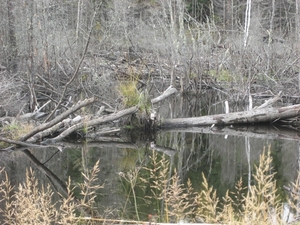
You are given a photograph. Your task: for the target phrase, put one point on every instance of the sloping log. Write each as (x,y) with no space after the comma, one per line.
(261,115)
(92,122)
(251,131)
(64,115)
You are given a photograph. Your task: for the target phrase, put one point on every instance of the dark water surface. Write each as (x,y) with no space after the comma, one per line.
(223,158)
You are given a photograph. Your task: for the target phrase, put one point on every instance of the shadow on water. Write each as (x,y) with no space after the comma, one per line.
(224,156)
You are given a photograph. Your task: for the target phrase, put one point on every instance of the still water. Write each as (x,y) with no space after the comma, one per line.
(224,158)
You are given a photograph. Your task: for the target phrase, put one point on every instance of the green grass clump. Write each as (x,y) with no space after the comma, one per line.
(129,93)
(16,129)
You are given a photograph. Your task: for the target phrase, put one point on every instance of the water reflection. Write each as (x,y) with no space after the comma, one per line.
(223,154)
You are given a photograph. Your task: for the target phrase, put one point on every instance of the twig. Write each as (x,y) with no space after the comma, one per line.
(76,70)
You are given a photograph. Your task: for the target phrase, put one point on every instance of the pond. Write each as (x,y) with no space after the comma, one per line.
(125,168)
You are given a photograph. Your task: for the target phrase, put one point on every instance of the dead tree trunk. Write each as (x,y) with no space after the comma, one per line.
(260,115)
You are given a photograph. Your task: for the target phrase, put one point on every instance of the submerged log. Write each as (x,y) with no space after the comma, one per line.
(169,91)
(261,115)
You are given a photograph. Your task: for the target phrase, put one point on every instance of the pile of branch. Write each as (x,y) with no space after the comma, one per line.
(63,125)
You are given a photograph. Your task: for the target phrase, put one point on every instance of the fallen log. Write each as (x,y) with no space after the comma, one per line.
(169,91)
(90,123)
(59,118)
(261,115)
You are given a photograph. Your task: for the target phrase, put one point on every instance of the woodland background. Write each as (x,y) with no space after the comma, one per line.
(252,44)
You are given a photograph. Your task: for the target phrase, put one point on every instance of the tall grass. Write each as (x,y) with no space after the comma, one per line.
(164,193)
(174,201)
(32,203)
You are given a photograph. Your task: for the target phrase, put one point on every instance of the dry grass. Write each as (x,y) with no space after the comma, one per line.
(31,203)
(257,204)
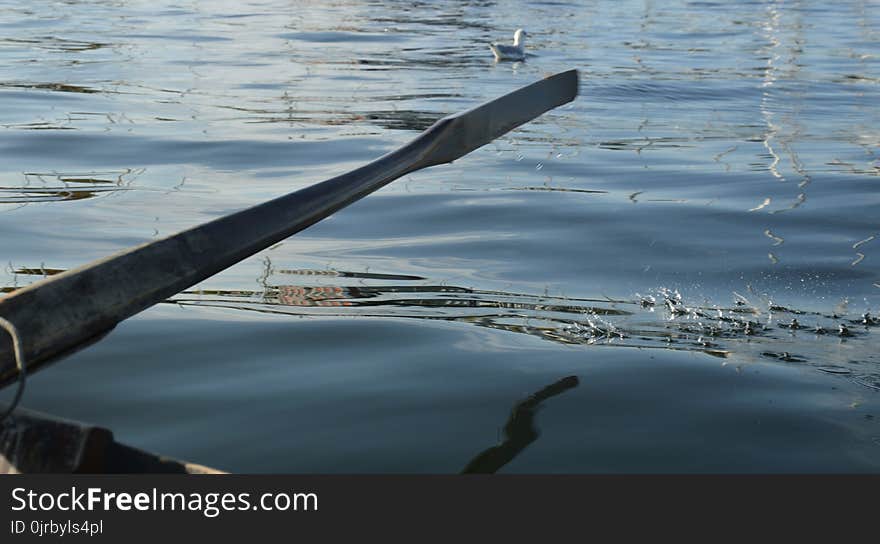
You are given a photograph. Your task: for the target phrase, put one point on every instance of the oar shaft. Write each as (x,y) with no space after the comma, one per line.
(66,311)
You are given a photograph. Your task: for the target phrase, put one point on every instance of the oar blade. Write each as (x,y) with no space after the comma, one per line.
(464,132)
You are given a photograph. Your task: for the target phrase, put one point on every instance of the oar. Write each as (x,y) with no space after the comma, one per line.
(66,311)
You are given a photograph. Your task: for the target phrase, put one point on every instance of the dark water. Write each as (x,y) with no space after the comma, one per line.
(687,238)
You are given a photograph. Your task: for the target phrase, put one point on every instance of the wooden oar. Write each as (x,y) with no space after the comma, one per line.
(64,312)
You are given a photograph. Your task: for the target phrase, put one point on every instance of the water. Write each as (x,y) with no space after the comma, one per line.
(717,179)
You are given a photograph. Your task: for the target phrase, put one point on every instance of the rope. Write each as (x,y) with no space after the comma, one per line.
(19,363)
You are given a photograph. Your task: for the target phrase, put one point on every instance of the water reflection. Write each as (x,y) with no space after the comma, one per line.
(519,431)
(67,186)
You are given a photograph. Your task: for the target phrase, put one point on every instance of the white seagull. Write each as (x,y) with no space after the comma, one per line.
(510,52)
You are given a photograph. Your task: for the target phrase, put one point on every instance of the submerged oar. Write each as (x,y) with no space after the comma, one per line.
(62,313)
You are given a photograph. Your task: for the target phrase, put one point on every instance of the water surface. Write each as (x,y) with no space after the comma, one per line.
(695,238)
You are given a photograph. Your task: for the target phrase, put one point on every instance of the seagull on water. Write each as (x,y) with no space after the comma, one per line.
(510,52)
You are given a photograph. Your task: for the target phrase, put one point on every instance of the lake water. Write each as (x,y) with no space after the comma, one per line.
(687,238)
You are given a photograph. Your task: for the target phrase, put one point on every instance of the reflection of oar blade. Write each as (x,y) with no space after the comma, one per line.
(62,313)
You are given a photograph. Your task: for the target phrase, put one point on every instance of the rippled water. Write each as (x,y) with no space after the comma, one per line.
(695,238)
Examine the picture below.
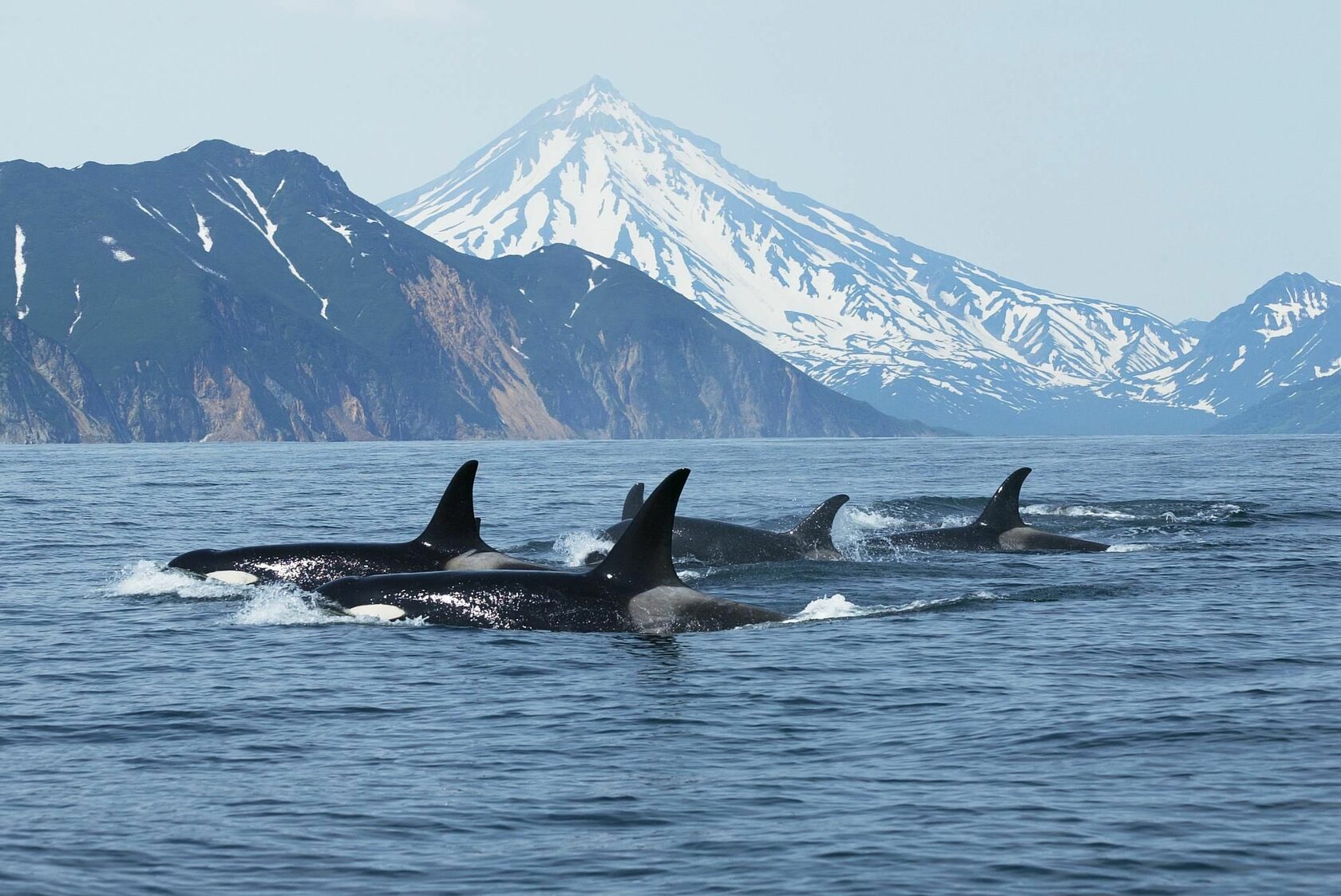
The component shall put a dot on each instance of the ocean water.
(1161, 718)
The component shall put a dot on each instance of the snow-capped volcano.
(877, 317)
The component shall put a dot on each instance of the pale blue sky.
(1167, 155)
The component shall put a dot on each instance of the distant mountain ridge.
(911, 330)
(1280, 337)
(226, 294)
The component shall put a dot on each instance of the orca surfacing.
(999, 527)
(449, 541)
(712, 541)
(635, 589)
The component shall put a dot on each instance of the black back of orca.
(716, 543)
(999, 527)
(635, 589)
(451, 539)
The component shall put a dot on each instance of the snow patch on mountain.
(1280, 337)
(21, 271)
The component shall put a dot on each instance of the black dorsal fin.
(641, 559)
(632, 502)
(1002, 511)
(817, 530)
(455, 525)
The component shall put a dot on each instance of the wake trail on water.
(266, 604)
(572, 549)
(836, 606)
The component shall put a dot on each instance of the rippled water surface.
(1159, 718)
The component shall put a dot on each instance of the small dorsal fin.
(632, 502)
(641, 559)
(1002, 511)
(817, 530)
(455, 525)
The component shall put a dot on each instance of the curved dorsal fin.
(817, 530)
(641, 559)
(455, 525)
(1002, 511)
(632, 502)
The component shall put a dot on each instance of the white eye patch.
(232, 577)
(384, 612)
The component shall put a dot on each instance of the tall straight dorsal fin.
(632, 502)
(817, 530)
(455, 525)
(641, 559)
(1002, 511)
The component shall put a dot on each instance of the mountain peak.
(599, 85)
(859, 309)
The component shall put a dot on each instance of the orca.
(449, 541)
(715, 543)
(635, 589)
(997, 529)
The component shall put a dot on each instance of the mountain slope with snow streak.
(1278, 338)
(873, 315)
(226, 294)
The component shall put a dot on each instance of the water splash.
(572, 549)
(834, 606)
(1077, 510)
(148, 577)
(283, 606)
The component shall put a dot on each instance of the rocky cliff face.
(45, 395)
(222, 294)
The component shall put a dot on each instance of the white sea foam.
(832, 606)
(572, 549)
(837, 606)
(146, 577)
(1077, 510)
(283, 606)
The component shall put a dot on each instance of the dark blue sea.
(1161, 718)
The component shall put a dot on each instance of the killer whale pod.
(999, 527)
(633, 589)
(449, 541)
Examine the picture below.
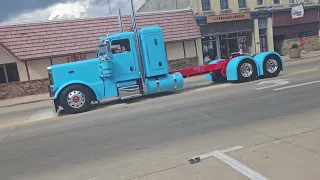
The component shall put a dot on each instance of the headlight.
(103, 58)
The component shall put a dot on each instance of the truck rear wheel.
(247, 70)
(271, 66)
(218, 77)
(75, 99)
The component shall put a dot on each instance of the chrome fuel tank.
(163, 83)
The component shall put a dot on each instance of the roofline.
(5, 47)
(89, 18)
(61, 55)
(86, 52)
(164, 11)
(143, 5)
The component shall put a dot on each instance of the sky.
(24, 11)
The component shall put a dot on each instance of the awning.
(214, 29)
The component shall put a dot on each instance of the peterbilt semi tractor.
(130, 65)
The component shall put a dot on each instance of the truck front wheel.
(75, 99)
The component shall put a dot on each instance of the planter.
(295, 53)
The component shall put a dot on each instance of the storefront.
(226, 34)
(288, 29)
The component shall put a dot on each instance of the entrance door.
(263, 43)
(123, 61)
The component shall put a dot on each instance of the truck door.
(156, 57)
(123, 58)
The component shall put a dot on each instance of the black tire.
(250, 77)
(218, 77)
(269, 73)
(82, 105)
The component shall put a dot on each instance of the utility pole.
(120, 20)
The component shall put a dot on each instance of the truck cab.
(125, 67)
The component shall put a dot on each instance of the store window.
(209, 48)
(260, 2)
(9, 73)
(276, 1)
(242, 3)
(206, 5)
(224, 4)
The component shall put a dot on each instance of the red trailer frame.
(221, 66)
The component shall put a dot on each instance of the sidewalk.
(44, 97)
(24, 100)
(308, 55)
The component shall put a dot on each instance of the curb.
(22, 103)
(302, 58)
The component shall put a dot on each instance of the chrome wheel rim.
(271, 66)
(76, 99)
(246, 70)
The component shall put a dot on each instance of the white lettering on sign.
(274, 83)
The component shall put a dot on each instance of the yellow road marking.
(304, 71)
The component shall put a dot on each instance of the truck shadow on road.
(187, 88)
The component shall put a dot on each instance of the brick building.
(26, 50)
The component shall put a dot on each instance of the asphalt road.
(146, 136)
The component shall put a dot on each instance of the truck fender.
(208, 75)
(232, 67)
(261, 57)
(56, 95)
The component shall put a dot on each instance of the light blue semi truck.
(132, 64)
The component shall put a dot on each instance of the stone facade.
(19, 89)
(283, 47)
(182, 63)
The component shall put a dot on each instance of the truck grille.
(50, 76)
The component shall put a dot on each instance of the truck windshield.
(102, 49)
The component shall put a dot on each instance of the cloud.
(75, 9)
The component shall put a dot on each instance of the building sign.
(228, 17)
(297, 12)
(76, 58)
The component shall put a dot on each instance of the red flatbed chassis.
(199, 70)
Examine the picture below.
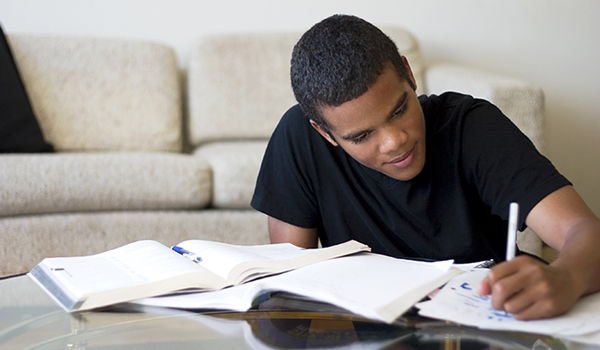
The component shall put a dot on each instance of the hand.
(530, 289)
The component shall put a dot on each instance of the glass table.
(29, 319)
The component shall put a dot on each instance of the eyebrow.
(401, 101)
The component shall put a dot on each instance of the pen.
(511, 239)
(187, 253)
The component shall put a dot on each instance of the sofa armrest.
(518, 99)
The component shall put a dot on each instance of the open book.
(374, 286)
(148, 268)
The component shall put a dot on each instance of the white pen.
(511, 239)
(186, 253)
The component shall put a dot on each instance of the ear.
(409, 70)
(323, 133)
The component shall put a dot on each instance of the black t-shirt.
(477, 162)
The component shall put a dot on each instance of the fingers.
(529, 289)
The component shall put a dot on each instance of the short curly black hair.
(338, 60)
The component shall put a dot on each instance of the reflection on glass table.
(29, 319)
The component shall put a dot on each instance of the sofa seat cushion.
(53, 183)
(99, 94)
(235, 167)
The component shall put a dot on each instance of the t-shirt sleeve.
##############################
[What is needed]:
Write the lines out verbatim, from the one with "curly black hair." through the last line of the entries, and stop there.

[Result below]:
The component shall put a dot on each instance of the short curly black hair.
(338, 60)
The component shall put a dot on each instance of the reflection on glass table.
(29, 319)
The component shall put a dot on each instance of the sofa seat cushion.
(53, 183)
(99, 94)
(235, 167)
The component shall put a dot on each instance of the t-shirt sleeve.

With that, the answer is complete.